REQUIRED ACTION -
Starting with the line that contains "Please identify the bare", copy out each line through the end of the entries below, exactly as written, and nothing else.

[INFORMATION SUPPLIED — start]

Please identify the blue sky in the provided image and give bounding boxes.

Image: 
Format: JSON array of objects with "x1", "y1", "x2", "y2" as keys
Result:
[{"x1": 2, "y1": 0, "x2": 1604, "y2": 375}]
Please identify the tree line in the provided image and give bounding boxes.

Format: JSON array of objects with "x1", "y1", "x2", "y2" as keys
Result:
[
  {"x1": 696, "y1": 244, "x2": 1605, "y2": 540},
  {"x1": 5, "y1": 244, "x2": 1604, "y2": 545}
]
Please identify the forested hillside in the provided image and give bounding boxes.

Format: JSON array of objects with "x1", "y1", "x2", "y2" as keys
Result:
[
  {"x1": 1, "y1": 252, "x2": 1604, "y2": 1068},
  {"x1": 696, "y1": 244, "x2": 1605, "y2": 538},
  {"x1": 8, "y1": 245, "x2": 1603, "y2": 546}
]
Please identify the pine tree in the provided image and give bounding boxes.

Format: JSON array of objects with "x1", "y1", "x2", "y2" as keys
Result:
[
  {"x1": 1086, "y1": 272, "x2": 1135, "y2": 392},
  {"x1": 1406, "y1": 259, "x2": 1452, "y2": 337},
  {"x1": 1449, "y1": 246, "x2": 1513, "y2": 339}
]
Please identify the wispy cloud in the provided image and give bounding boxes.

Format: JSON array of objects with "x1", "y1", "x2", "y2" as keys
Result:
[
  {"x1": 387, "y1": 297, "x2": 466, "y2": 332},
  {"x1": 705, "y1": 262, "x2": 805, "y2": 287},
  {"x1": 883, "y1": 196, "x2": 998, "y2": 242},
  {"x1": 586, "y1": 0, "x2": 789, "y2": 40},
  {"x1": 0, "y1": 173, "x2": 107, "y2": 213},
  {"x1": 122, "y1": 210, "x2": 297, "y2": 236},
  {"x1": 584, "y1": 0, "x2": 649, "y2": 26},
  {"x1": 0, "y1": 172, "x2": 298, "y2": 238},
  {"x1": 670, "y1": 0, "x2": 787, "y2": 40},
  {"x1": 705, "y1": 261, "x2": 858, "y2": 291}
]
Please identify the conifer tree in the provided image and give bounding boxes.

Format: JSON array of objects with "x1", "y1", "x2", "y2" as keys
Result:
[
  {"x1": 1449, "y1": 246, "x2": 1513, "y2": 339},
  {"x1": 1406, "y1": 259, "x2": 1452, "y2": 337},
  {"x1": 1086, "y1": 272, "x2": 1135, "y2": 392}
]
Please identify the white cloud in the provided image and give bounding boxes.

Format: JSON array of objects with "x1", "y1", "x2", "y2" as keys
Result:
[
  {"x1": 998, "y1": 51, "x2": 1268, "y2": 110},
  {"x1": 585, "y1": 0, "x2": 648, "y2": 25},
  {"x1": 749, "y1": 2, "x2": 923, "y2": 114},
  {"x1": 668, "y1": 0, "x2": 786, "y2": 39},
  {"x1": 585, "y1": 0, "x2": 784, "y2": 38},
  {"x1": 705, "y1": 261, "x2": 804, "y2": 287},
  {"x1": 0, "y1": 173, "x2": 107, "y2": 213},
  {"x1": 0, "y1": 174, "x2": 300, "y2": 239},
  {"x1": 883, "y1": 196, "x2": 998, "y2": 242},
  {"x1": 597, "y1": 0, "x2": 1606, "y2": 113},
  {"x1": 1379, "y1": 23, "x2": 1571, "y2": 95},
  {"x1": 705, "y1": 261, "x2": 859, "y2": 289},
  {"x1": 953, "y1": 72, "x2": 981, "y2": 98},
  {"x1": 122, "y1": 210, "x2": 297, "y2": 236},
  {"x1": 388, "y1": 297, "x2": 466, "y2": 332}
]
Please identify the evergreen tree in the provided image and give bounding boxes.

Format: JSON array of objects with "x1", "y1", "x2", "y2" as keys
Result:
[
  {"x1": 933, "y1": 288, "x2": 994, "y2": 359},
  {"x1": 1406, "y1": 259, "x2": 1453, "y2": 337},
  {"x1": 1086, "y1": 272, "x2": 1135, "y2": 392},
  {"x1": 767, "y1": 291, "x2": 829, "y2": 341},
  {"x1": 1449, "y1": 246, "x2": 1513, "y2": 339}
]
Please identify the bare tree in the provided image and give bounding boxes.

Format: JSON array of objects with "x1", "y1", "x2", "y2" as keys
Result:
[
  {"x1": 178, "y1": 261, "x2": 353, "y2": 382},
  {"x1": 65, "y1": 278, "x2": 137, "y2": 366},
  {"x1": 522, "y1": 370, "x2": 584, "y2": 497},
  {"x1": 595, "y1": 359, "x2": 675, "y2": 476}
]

[INFORMATION SUPPLIED — finish]

SOLUTION TO THIS EXERCISE -
Please identify the bare tree in the provided image and give bounding boxes.

Format: JSON array of objects with "x1", "y1", "x2", "y2" as keys
Result:
[
  {"x1": 178, "y1": 261, "x2": 353, "y2": 382},
  {"x1": 65, "y1": 278, "x2": 137, "y2": 366},
  {"x1": 522, "y1": 370, "x2": 584, "y2": 497},
  {"x1": 595, "y1": 359, "x2": 675, "y2": 476}
]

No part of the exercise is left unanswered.